(Records excerpted from a collection)
※

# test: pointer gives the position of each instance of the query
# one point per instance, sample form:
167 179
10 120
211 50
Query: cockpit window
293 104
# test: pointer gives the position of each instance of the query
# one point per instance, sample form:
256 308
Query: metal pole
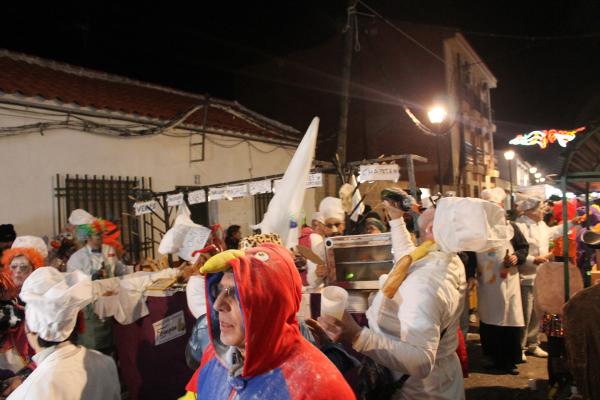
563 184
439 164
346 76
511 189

※

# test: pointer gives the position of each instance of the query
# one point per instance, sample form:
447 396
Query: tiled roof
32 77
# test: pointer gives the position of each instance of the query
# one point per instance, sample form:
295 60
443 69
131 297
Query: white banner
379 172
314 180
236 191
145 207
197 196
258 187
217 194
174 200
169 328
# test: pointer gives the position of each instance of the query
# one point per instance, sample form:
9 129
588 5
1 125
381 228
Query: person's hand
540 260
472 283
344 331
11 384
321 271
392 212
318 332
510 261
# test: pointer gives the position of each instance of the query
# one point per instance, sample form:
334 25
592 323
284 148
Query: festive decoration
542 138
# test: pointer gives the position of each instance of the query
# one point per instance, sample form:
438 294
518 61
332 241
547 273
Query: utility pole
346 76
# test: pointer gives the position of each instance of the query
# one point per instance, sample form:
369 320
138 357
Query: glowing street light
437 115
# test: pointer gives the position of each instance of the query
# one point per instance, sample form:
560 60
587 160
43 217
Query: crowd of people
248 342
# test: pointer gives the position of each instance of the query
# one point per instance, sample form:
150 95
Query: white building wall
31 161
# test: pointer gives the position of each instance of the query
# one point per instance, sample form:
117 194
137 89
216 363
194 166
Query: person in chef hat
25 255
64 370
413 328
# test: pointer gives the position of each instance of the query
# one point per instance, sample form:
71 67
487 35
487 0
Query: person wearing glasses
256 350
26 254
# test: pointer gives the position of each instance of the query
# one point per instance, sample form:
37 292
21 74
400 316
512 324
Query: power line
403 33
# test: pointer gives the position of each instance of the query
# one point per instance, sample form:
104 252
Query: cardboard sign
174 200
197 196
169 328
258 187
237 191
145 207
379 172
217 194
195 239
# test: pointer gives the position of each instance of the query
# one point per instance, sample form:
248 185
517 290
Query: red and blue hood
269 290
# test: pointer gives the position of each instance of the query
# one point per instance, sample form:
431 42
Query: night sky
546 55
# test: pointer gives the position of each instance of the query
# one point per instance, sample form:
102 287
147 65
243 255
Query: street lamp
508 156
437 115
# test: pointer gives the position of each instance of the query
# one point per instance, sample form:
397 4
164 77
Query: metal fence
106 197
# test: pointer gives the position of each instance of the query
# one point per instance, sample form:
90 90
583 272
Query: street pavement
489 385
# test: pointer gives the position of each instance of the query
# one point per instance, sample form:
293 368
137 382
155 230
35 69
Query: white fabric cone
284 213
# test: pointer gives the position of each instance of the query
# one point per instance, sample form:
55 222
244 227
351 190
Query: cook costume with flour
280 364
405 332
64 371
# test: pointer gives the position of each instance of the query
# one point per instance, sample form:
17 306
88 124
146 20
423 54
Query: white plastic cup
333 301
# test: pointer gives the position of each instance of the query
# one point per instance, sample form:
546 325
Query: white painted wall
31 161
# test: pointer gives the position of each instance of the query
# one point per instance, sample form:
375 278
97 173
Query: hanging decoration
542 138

※

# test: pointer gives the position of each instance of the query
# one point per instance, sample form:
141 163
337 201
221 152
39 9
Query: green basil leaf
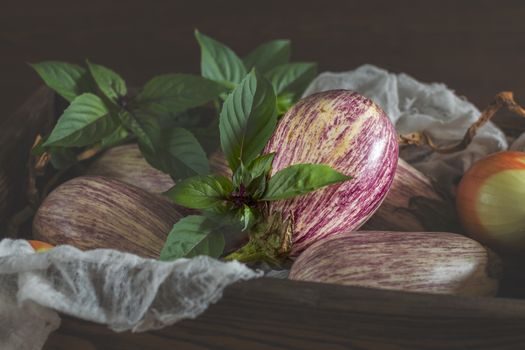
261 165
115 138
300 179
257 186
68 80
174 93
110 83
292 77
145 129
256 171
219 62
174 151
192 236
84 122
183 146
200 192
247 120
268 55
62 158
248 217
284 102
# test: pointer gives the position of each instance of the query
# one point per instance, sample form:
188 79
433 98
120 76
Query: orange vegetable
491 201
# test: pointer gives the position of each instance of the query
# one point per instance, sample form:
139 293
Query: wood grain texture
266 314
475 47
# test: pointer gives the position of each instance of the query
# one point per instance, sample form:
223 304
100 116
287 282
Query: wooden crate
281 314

※

Exercise instructions >>
Pick out every line in the records above that contains the word "white", and copy each of those lines. Matching is case-sensitive.

Reply to the exercise >>
Query: white banner
Query: white building wall
Query: white fabric cone
Query: white plastic cup
Query: white painted wall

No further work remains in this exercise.